Task to carry out
Whatever the records say, give every one of them again exactly.

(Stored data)
++++

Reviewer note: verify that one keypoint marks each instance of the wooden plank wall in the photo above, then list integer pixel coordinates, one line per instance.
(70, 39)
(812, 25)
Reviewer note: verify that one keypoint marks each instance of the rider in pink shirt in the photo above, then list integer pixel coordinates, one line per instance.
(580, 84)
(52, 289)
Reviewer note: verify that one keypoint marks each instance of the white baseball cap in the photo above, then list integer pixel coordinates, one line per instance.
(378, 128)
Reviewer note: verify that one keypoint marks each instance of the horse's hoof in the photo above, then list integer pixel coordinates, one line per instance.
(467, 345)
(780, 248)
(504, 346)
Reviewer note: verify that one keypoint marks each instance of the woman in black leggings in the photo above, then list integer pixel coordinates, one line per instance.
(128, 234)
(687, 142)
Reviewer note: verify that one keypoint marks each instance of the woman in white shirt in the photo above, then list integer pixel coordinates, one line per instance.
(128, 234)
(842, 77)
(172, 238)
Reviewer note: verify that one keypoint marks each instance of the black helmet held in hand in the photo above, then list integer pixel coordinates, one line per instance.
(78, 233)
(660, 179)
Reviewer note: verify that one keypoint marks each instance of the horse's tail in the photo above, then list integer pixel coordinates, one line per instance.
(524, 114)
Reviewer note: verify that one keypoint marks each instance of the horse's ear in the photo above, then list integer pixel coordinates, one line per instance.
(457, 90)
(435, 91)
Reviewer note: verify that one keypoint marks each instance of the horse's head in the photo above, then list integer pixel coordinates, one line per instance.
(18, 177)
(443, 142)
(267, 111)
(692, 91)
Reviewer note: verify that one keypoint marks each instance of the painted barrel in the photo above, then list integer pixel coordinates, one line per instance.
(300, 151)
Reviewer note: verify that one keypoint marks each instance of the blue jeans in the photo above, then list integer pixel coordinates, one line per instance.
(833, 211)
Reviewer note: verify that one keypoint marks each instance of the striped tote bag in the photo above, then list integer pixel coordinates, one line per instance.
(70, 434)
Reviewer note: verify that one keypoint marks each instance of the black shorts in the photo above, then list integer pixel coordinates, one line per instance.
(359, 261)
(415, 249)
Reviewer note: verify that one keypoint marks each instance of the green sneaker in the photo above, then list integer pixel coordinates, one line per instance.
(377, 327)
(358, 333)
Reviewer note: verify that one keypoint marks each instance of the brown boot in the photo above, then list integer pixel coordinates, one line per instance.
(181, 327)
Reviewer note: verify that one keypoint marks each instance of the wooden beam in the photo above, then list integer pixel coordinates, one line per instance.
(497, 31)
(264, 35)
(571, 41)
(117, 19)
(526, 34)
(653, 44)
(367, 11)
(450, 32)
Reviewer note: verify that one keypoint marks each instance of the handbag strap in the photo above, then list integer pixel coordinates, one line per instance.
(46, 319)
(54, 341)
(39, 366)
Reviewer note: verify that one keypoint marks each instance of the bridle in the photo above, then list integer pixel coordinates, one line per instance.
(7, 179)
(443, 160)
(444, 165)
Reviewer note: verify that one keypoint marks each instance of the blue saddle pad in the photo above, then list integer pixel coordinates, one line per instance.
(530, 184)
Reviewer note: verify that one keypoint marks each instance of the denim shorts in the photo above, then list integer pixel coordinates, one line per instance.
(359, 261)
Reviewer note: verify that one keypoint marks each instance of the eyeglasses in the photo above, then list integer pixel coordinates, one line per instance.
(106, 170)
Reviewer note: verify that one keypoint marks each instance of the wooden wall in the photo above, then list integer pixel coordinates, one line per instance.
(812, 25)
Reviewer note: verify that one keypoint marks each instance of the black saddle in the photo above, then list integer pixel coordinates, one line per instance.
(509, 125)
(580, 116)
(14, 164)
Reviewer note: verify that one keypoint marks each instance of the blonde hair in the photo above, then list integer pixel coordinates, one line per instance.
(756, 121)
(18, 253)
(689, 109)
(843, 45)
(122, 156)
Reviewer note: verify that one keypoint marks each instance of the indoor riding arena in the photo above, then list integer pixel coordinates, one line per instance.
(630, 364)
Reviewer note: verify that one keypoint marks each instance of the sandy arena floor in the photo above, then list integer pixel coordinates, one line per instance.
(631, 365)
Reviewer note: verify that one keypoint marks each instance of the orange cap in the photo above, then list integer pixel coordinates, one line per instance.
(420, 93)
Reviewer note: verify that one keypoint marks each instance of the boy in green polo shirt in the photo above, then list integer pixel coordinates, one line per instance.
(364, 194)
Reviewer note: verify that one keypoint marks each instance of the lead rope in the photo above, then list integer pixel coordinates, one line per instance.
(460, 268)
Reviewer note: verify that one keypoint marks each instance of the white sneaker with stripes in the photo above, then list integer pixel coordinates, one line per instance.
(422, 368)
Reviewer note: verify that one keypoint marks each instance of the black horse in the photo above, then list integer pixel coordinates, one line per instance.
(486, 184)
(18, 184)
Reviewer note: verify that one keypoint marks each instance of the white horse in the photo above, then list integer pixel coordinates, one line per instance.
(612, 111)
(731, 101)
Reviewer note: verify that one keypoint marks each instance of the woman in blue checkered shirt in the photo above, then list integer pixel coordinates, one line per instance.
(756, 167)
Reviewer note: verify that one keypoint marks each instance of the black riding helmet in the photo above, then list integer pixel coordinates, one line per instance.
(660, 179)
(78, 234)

++++

Reply
Reviewer note: verify that one keypoint marks each instance of the wooden plank wall in the photo above, then list integer pixel coordinates, one line per instance.
(70, 39)
(812, 25)
Reviewer note: verify that one keypoint marks each instance of the rider in pink shirt in the photo above, then list integer pixel coordinates, one line per instance.
(580, 84)
(52, 289)
Reviewer note: verify that one keypoint marks each instance of the white baseball cap in the photo above, then list integer pixel coordinates, one line per instance.
(378, 128)
Reviewer note: verify that one keypoint marks each instance of the horse's hoof in the photo above, then list integer pixel coordinates, one line per instance.
(467, 345)
(780, 248)
(504, 346)
Reviewer note: verify that one keypoint marks each instance of the woman in black leggings in the photo above, then list integer pixel coordinates, one line per instance.
(128, 234)
(687, 142)
Reviewer note: verify that one keypoint marks each instance of the woman in white shirt in the photo above, then list integer pixel coordinates, one line per instance.
(128, 234)
(842, 77)
(172, 238)
Reviewer note: verify that one keypoint marks each instance of the black helmet held in hand in the photo above, then list integer pixel coordinates, one line per instance.
(78, 233)
(660, 179)
Reviewer note: verify that one keypoint marks each instance of the horse's tail in the photo above, then list integer pixel coordinates, one line per instance.
(524, 114)
Reviewer note: verify that one keypoint marks each instance of the horse's ear in the photo above, then list integer pixel coordinates, one line per instance.
(457, 90)
(435, 91)
Reviewer note: verify that one keypoint marks each instance of the horse's head in the photo above, then list integer pixel coordinates, one line per instance.
(18, 177)
(443, 142)
(267, 111)
(692, 91)
Reviewer note: verify that one keypoint marks each instance of the painted barrel in the photo above, then list integer pixel coordinates, one line per instance.
(300, 151)
Reviewer note: verify that one keypoint marks each instance of the blue jeans in the photo above, then list integer pixel coordinates, one line per instance.
(833, 211)
Reviewer note: verify that one keypoint marks each instance of the striped tote bag in the photo above, then list integer pixel coordinates, one line per instance.
(70, 434)
Reviewer note: verify that one keypoint marks each instance of the black shorts in the photo above, then list integer pixel coordinates, one line per instance.
(359, 261)
(415, 249)
Reviewer note: verify that one keypoint marks each instance of the green sneaker in the photo above, then list integer pixel coordinates, one line per instance.
(377, 327)
(358, 333)
Reviewer note: verify that one keypoint marks each instance of the brown boot in the photo above, then list integer pixel coordinates, one line per instance.
(181, 327)
Reviewer note: verify that one keypoint marks each instance of the wooden beam in the photo above, then list integer pixel coordinates, one line per instance.
(497, 31)
(264, 35)
(571, 41)
(117, 19)
(526, 34)
(653, 44)
(367, 11)
(450, 32)
Reviewer note: verify that one keypoint marks each instance of the handbag strap in the photo above, then list integer pixel coordinates, one line per instance.
(46, 319)
(54, 341)
(39, 366)
Reviewer note: verify that one keypoint marks each instance of the bridle in the photo above, then list integer pixel coordinates, one line per instance.
(7, 179)
(443, 160)
(444, 165)
Reviewer note: verify that one keypoint marks each instance of the blue saddle pad in the photo above, then list integer pixel coordinates, one line per instance.
(530, 184)
Reviewer note: verify that one keypoint marks each instance of the denim shorts in the photo above, then list integer pixel coordinates, one line per instance.
(359, 261)
Reviewer note: verify that one keypoint marks each instance of the eyeglasses in the photo above, then list integer pixel coordinates, one line per instance.
(106, 170)
Reviewer note: verify that one keypoint marks each instance of the wooden wall in the photo above, then list integer pixel coordinates, one line per instance.
(812, 25)
Reviewer note: verify that one keypoint marks each instance of the black saddle in the photo above, then list integer pixel coordinates, one line per instance.
(509, 125)
(580, 116)
(14, 164)
Reviewer note: verify that one keypoint marks each instance of the blonde hair in the photo above, then list integer pixel coordinates, one line per instance.
(756, 121)
(18, 253)
(689, 109)
(843, 45)
(122, 156)
Reviewer note: verify that one keypoint marks each instance of the indoor riding arena in the photo above, then list integer pixel coordinates, one line per instance.
(630, 364)
Reviewer note: verify that one keypoint marks each instance of the sandy arena floor in the photo above, then list integer pixel coordinates, one line per instance.
(631, 365)
Reviewer note: verify that one keypoint marks each instance of the orange cap in the photo above, then list integer pixel coordinates, one line per instance.
(420, 93)
Reviewer note: verify that one keypoint marks each instance of the boy in green polo shirt in the photo above, then list integer pixel coordinates, one line per instance.
(364, 194)
Reviewer note: verify that one keypoint marks each instance of the lead rope in the photo above, then list integer pixel coordinates, one line per instance.
(460, 268)
Reviewer note: verify that one keypoint marks each instance of the white sneaker with stripes in the photo above, then list integer pixel coordinates, one line per instance.
(422, 368)
Reviewer note: verify that one keypoint marks each instance of the black horse in the photo above, then list integer pixel coordinates, one line per instance.
(486, 184)
(18, 184)
Reviewer note: verify that one keypoint marks each instance of the white horse in the photo above, then list integer pixel coordinates, one line per instance.
(612, 111)
(731, 101)
Reviewer note: verify that one keypoint marks each instance of the woman in blue checkered shirt in the photo above, then list integer pixel coordinates, one line per instance.
(756, 167)
Reviewer note: verify that one keypoint marks each instance of the black riding helmet in the photo above, then list integer pixel coordinates, one line per instance.
(660, 179)
(78, 234)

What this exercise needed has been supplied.